Task objective | According to the passage on the German Empire's colonies, in which decades did the German Empire begin overseas expansion?

Passage |
——

Subsequently, several states declared war on Germany in late August 1914, with Italy declaring war on Germany in August 1916, the United States in April 1917, and Greece in July 1917.

==== Colonies and dependencies ====

=====Europe=====
The German Empire had incorporated the province of Alsace-Lorraine, after successfully defeating France in the Franco-Prussian War. However, the province was still claimed by French revanchists, leading to its return to France at the Treaty of Versailles.

=====Africa=====
The German Empire was late to colonization, only beginning overseas expansion in the 1870s and 1880s. Colonization was opposed by much of the government, including chancellor Otto von Bismarck, but it became a colonial power after participating in the Berlin Conference. Then, private companies were founded and began settling parts of Africa, the Pacific, and China. Later these groups became German protectorates and colonies.

——

[Referring-expression pointing data]
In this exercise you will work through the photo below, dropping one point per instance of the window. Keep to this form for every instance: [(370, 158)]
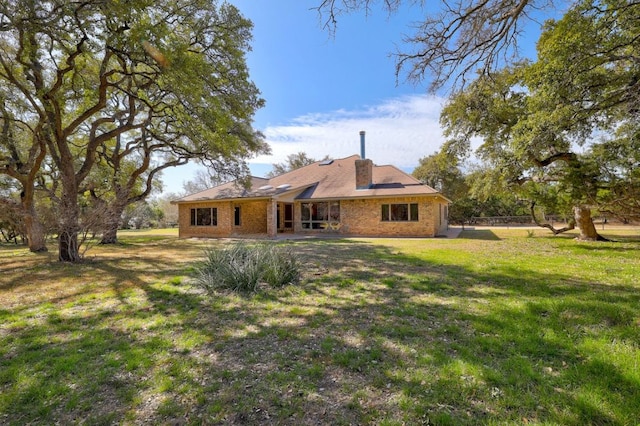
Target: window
[(319, 215), (204, 217), (400, 212), (236, 215)]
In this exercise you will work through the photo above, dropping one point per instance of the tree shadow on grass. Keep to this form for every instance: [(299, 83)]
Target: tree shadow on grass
[(371, 335)]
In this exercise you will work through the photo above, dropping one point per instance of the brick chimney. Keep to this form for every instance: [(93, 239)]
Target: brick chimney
[(364, 173)]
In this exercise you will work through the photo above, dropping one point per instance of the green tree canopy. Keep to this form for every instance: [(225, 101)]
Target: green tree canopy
[(550, 126)]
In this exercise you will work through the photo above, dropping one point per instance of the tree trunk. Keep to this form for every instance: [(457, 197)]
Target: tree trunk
[(588, 231), (112, 223), (32, 225)]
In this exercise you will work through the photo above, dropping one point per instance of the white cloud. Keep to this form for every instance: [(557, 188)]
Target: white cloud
[(399, 131)]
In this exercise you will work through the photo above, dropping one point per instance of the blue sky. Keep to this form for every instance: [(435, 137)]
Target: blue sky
[(322, 89)]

——

Problem solution | The 1870s and 1880s.